### ЗАДАНИЕ 1
Определите, согласуются ли с отрывком о законе о диффамации утверждения (a), (b) и (c). Для каждого ответьте «да» или «нет» и дословно приведите решающие слова текста.
(a) В области отрадных явлений печать свободна.
(b) Процессы о диффамации стали частыми и громкими.
(c) Правительство ни разу не воспользовалось разоблачениями в печати.
### ЗАДАНИЕ 2
Перемасштабируйте записи, начиная со строки, содержащей «hair with a point.», и далее до конца записей, обе границы включительно. Перепишите все эти строки вместе с запросами, умножив каждую координату в ответах на 1,6 и округлив до целого (половины вверх); изображения в ответ не включайте.

### ИСХОДНЫЙ ТЕКСТ
Дело Нотовича (Александров) - страница 2

Остается затем розовая область отрадных явлений. Оглашение таких явлений не возбранено; в этой области печать свободна. Хвали – что можно; одобряй – где нужно, славословь – где выгодно, ликуй – когда это предоставлено.

Никто не оспаривал обязательной силы закона о диффамации, никто не дерзнул возбуждать к нему неуважение, и тем не менее, случилось так что жизнь пошла помимо закона. Справедливые общественные требования и необходимость заставили смягчить его безусловные требования, и в этом уклонении жизни от закона оказываются виновными не одно только обывательское самовольство и писательская продерзость; к уклонному направлению приобщили себя и властная рука администратора, и подзаконный взгляд судьи. Справедливые, честные, благонамеренные обличения звучащего зла более и более становились полезными и необходимыми для общественной дезинфекции. Правительству не раз пришлось с выгодой воспользоваться в общественных интересах разоблачениями в печати. Суд силой вещей и требованиями времени побужден был входить в оценку цели обличения, цели, которая, по буквальному смыслу закона, не должна была бы иметь значения для кары. И в конце концов закон о диффамации, в его практическом приложении, остался вполне целесообразным лишь в сфере обличения частной жизни, не имеющей общественного интереса. Общественные и правительственные установления, должностные лица сами увидели, что закон этот недостаточен для реабилитации их оскорбленной чести, остающейся под сомнением и после обвинительного приговора над диффаматорами. Процессы о диффамации стали редки, бесцветны и мало внушительны.

### ЗАПИСИ ДЛЯ УПРАЖНЕНИЯ
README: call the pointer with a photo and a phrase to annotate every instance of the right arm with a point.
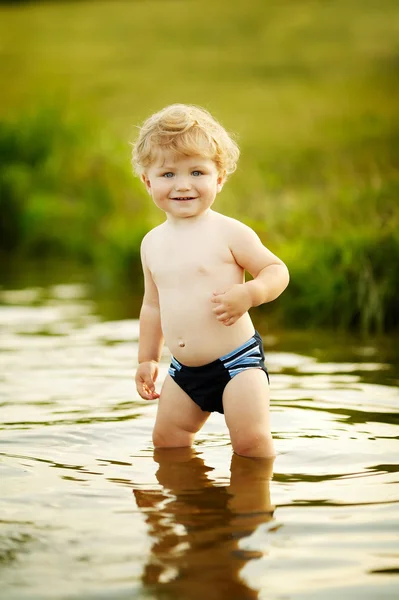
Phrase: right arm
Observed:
(151, 336)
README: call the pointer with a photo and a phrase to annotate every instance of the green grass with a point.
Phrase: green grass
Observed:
(310, 87)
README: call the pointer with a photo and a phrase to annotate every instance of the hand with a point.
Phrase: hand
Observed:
(146, 375)
(231, 304)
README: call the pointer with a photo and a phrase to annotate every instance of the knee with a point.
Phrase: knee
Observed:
(171, 439)
(253, 444)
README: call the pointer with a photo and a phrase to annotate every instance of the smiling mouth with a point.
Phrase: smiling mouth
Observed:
(184, 198)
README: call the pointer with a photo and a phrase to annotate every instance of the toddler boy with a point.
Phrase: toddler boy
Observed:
(196, 298)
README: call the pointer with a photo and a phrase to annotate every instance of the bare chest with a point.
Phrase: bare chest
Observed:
(177, 263)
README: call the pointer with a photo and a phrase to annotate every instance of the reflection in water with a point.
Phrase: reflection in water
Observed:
(197, 526)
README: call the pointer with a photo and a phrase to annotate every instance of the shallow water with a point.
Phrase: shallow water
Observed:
(89, 511)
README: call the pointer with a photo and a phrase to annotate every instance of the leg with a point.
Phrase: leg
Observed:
(246, 409)
(178, 417)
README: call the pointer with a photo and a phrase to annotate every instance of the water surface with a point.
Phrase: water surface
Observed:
(88, 510)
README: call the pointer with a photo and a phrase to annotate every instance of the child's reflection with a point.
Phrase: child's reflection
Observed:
(197, 526)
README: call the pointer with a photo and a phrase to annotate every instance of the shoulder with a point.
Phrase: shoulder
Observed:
(236, 231)
(150, 239)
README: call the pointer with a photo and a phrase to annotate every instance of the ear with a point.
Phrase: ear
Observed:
(221, 180)
(146, 182)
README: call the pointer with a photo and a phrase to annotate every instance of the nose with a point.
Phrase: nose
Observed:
(182, 184)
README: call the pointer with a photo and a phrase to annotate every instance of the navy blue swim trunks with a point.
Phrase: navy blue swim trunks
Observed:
(205, 384)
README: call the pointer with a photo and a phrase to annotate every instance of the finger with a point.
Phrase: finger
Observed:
(223, 317)
(147, 394)
(229, 322)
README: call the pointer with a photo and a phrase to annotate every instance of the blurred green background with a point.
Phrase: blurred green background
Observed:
(309, 87)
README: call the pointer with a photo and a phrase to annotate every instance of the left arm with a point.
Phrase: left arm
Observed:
(270, 276)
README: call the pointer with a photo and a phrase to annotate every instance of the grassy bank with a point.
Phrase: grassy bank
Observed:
(309, 87)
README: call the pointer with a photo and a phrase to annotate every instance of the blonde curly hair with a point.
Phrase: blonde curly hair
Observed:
(186, 130)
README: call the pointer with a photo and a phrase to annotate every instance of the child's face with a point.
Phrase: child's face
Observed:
(183, 186)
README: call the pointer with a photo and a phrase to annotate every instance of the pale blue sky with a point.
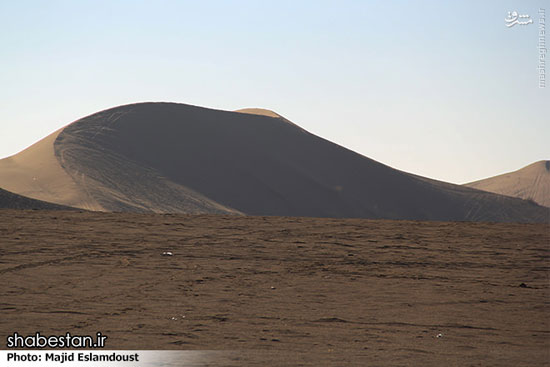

### ОТВЕТ 1
(a) Да: «в этой области печать свободна».
(b) Нет: «Процессы о диффамации стали редки, бесцветны и мало внушительны».
(c) Нет: «Правительству не раз пришлось с выгодой воспользоваться в общественных интересах разоблачениями в печати».

### ОТВЕТ 2
README: call the pointer with a photo and a phrase to annotate every instance of the blonde curly hair with a point.
Phrase: blonde curly hair
Observed:
(298, 208)
README: call the pointer with a photo and a phrase to annotate every instance of the child's face with a point.
Phrase: child's face
Observed:
(293, 298)
README: call the pointer with a photo and a phrase to annotate every instance of the pale blue sky with a point.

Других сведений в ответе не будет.